▸ **PROBLEM STATEMENT**: Where does "below" appear in the data? Return each line that holds it.
*** Begin section ***
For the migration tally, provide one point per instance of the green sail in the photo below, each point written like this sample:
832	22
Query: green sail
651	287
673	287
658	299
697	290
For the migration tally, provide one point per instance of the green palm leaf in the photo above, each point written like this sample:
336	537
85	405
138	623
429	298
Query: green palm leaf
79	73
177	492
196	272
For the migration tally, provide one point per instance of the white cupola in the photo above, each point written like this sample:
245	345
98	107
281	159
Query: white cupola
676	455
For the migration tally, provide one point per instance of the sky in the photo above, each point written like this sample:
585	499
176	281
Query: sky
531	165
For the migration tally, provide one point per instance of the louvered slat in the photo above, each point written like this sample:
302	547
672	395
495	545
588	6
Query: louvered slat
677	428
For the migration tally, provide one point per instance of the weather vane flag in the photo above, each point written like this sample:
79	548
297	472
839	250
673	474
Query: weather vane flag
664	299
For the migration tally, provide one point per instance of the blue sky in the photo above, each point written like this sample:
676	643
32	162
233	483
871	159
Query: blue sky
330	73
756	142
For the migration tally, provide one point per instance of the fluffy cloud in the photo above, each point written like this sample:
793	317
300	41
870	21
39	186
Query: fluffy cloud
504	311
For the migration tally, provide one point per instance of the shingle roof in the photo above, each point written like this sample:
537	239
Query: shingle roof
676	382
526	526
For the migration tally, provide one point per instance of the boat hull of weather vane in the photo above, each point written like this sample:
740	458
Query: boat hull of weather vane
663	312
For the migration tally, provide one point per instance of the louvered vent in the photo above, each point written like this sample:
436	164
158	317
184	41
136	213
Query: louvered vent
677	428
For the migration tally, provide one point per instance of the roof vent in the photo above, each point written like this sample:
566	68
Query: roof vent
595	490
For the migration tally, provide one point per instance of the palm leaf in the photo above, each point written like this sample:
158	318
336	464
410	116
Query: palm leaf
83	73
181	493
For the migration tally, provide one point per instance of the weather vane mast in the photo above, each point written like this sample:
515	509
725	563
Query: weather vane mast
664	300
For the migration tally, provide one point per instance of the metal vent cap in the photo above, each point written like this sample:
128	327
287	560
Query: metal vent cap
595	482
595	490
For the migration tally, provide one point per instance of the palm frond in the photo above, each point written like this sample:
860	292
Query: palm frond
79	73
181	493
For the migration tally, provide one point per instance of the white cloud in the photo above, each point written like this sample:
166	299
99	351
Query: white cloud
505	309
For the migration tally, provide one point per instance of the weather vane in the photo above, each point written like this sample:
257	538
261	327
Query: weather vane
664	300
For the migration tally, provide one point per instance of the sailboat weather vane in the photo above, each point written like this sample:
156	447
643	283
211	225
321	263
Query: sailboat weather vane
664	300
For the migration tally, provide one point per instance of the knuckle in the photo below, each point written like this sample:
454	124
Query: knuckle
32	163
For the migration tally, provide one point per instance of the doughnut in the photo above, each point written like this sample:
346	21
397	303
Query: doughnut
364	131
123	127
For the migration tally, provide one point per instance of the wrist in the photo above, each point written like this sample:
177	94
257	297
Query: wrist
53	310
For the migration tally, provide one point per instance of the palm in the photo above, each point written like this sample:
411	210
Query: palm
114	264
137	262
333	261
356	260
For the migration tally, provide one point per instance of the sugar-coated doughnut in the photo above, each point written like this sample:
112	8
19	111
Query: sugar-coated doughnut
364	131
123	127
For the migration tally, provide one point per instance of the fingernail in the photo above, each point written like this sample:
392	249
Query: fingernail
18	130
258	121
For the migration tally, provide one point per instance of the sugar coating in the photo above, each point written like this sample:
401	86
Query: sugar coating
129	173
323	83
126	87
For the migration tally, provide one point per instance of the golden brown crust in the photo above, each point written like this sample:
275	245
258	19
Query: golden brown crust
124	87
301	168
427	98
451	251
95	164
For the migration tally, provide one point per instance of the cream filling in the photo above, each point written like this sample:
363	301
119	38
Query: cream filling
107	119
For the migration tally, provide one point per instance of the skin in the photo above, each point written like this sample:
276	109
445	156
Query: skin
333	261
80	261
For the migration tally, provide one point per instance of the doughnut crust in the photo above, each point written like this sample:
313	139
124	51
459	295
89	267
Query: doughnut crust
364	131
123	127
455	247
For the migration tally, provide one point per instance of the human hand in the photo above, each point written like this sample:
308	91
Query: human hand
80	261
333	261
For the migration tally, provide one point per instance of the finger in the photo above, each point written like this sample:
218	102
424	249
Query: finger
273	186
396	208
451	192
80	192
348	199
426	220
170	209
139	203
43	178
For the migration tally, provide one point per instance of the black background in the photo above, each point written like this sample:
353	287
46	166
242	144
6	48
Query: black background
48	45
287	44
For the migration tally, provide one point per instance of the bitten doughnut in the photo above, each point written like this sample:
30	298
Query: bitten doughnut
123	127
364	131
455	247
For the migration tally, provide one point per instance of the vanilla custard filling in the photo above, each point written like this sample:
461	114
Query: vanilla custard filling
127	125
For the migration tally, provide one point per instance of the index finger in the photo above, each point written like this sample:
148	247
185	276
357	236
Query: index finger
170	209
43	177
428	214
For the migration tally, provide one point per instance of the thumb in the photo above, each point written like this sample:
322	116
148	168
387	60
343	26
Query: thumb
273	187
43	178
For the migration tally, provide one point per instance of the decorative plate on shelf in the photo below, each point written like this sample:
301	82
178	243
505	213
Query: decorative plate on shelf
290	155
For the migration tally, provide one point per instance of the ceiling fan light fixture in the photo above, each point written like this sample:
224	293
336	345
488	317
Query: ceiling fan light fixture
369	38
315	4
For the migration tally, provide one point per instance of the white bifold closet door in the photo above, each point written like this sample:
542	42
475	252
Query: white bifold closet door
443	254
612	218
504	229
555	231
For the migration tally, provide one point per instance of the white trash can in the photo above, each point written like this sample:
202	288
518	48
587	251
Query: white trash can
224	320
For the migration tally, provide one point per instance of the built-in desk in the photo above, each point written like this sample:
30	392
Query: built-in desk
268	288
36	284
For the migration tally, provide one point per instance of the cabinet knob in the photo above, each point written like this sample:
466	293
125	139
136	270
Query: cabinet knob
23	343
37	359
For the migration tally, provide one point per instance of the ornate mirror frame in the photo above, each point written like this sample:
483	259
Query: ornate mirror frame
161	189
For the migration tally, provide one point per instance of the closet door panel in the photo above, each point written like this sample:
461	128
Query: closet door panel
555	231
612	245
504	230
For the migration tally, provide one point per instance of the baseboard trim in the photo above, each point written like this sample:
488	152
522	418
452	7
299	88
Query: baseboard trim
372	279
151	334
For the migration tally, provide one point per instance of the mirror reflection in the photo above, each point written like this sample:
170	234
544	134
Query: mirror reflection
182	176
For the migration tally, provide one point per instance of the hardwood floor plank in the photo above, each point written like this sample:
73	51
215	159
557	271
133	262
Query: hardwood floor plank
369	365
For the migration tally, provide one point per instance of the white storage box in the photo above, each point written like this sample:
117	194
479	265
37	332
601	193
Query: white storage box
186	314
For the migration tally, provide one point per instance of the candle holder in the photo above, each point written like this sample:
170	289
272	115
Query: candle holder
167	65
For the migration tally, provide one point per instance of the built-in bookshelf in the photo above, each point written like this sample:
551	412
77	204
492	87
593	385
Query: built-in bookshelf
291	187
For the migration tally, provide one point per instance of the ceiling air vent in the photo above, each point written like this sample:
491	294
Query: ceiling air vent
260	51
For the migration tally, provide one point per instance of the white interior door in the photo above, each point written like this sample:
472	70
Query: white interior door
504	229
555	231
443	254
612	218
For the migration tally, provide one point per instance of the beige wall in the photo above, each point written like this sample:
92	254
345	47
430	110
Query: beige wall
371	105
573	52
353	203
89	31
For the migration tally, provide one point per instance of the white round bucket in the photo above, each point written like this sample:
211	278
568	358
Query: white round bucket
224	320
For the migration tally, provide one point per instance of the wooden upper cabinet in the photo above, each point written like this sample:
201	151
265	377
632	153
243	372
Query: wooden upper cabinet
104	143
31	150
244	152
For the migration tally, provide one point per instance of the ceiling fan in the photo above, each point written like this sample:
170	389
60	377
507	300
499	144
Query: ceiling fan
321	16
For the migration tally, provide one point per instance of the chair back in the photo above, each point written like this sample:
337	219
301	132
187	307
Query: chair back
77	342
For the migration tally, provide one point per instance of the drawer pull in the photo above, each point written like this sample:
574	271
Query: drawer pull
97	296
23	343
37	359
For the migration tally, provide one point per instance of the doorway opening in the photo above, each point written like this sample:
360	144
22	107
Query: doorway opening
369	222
*** End section ***
▸ **WRITTEN RESPONSE**:
For the migration tally, provide one point per instance of the green sail in the photo below, each point written like this sample:
For the migration tally, provide one point per instance of the knuckle in the photo below, each point written like this sample:
For the migration tally, provide one point per instance of the decorative plate on shelf in the photo below, each point written like this sample:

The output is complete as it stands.